◆ Passage shown:
Davis enjoyed major success as a member of The Itals, recording and touring the globe. Their 1987 release Rasta Philosophy was nominated for a GRAMMY Award as Best Reggae Album.

While staying with The Itals, Davis pursued a parallel solo career, his next album being a split release with Gregory Isaacs for producer Ossie Hibbert (1979), with further releases following, including 1985's The Incredible Ronnie Davis Sings For You And I.

Davis left The Itals in 1995, to again pursue a solo career, forming the vocal group, Ronnie Davis & Idren, featuring harmony singers Roy Smith (an old schoolfriend), Robert Doctor and fellow former-Ital Lloyd Ricketts. The group performed around the United States, and in 1997 released their first album, Come Straight , to much critical acclaim.

Ronnie Davis toured with The Pocket Band of Washington, DC in 2007 and 2008. In 2009 Davis again joined forces with Keith Porter and David Isaacs to tour as The Itals. Ronnie Davis and Keith Porter toured as The Itals after the passing of Davi Isaacs in 2009 and Lloyd Ricketts in 2011. In March 2012, after a near 35-year hiatus, The Tennors reunited with George Murphy aka "Clive Tennors", Ronnie Davis and a new member Henry Buckley Jr. aka Sadiki. The Tennors continue to tour without Davis and Sadiki.

In 2016 Davis released the Sadiki-produced album Iyahcoustic on Skinny Bwoy Records. The album featured reworkings of highly regarded spiritually conscious, philosophically reflective, contemplative tunes like Got to Go Home and My World.

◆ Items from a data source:
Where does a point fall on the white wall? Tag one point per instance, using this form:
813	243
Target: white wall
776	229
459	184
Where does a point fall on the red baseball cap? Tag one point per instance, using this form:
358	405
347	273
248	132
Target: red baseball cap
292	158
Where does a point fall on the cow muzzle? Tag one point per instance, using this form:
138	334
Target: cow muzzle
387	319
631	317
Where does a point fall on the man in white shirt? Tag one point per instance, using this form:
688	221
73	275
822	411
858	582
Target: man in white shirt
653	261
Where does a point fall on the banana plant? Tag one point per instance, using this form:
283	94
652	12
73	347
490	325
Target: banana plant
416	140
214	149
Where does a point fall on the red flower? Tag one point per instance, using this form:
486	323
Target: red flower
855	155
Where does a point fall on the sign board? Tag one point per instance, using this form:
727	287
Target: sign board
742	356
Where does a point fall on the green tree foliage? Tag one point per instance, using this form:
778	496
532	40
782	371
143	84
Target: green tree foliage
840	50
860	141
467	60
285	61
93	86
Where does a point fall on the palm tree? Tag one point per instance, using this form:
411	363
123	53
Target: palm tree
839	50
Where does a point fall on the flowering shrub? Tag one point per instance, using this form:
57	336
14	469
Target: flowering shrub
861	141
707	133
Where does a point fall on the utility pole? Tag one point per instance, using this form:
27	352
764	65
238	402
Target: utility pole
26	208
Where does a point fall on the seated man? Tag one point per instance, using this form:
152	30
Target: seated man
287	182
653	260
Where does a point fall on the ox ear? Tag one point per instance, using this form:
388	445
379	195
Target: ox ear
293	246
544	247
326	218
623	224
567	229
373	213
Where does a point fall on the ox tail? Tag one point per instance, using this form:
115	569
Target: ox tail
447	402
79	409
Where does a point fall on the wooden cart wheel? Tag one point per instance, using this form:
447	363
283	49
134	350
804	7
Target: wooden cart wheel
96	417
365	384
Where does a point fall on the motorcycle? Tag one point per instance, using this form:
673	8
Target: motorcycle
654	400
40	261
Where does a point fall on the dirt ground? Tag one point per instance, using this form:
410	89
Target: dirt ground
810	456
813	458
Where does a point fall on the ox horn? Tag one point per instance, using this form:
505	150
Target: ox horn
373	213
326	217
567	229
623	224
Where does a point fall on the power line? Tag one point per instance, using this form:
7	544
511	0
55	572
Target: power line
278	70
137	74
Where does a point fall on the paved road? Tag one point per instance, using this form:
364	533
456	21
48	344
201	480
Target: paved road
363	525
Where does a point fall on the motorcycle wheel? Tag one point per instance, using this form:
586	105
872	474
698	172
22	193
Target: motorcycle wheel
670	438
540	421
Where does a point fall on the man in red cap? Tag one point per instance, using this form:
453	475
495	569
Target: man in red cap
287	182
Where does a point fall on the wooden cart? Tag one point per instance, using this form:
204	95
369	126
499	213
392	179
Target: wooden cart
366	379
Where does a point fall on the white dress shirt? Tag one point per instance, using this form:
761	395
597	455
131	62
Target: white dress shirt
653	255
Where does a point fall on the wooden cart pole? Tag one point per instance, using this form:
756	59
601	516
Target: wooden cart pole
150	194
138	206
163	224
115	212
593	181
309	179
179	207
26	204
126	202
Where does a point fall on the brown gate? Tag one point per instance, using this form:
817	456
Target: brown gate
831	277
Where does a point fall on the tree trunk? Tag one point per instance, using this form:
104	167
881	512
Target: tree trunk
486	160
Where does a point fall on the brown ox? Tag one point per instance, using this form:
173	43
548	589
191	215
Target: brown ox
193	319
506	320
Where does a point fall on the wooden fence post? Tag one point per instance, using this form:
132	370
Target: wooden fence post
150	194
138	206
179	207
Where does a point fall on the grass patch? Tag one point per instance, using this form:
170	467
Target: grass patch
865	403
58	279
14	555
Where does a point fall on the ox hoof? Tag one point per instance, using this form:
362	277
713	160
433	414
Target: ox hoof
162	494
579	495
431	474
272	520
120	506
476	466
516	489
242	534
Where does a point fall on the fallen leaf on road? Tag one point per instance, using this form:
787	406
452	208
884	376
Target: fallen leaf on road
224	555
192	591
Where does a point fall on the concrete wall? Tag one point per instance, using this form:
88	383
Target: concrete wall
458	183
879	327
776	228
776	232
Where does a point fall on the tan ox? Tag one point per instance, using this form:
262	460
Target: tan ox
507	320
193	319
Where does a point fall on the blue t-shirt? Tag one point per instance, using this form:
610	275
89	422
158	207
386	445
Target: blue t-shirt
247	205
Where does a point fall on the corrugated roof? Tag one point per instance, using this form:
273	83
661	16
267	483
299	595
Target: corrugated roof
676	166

◆ What to do:
a. Transcribe everything in the Ronnie Davis text from "Davis enjoyed major" down to "For You And I.".
b. Based on the Ronnie Davis text, answer yes or no to each statement, quoting the words that decide it: (i) Rasta Philosophy was nominated for a GRAMMY Award as Best Reggae Album. (ii) Davis left The Itals in 1997. (iii) Iyahcoustic came out on Skinny Bwoy Records.
c. Supply the next part of the Ronnie Davis text, continuing from its final sentence.

◆ Expected results:
a.
Davis enjoyed major success as a member of The Itals, recording and touring the globe. Their 1987 release Rasta Philosophy was nominated for a GRAMMY Award as Best Reggae Album.

While staying with The Itals, Davis pursued a parallel solo career, his next album being a split release with Gregory Isaacs for producer Ossie Hibbert (1979), with further releases following, including 1985's The Incredible Ronnie Davis Sings For You And I.

b.
(i) Yes: "Their 1987 release Rasta Philosophy was nominated for a GRAMMY Award as Best Reggae Album."
(ii) No: "Davis left The Itals in 1995, to again pursue a solo career"
(iii) Yes: "In 2016 Davis released the Sadiki-produced album Iyahcoustic on Skinny Bwoy Records."

c.
==Album discography==
- Ronnie Davis Presents Beautiful People From Jamaica (1976), DIP
- Hard Times (1977), Third World
- Gregory Isaacs Meets Ronnie Davis (1979), Plant
- Crucial, Big Mac Soul Power
- The Incredible Ronnie Davis Sings For You And I (1985), Vista
- Sing Hits From Studio 1 And More (1997), Rhino
- Wheel of Life (2005), Upstairs Music
- Jamming In Dub (2006), Jamaican Recordings
- Come Straight (1997), Nighthawk (Ronnie Davis & Idren)
- Oh Lord, Why Lord
- Iyahcoustic (2016), Skinny Bwoy

With The Itals
- The Early Recordings: 1971-1979 (1984) Nighthawk
- Brutal Out Deh (1981) Nighthawk
- Give Me Power! (1983) Nighthawk
- Rasta Philosophy (1986) Nighthawk
- Cool and Dread (1989) Nighthawk
- Easy to Catch (1991) Rhythm Safari
- Modern Age (1998) RAS
- Mi Livity (2003) Ital Music
- Let Dem Talk (2009) Ital Music

== Death ==
Jerome Constantine Ballin, popularly known as Ronnie Davis, suffered a major stroke on January 23, 2017, and peacefully died in the evening of Wednesday, January 25, 2017, surrounded by family members.

"I am heartbroken by the news of Ronnie's passing. We have been through so much together. Ronnie is like a little brother to me" said Clive Murphy the leader and founder of the Tennors "The world has lost a great musician who loved life, God and his family"

Ronnie Davis is survived by his common-law wife Jennifer Ottey, his mother in England, his brothers and sisters, his daughters Shauna, Stacy, Simone and Jasmine, sons Ryan, Christopher, Jason, his grand-children, his extended family, and his many friends and fans.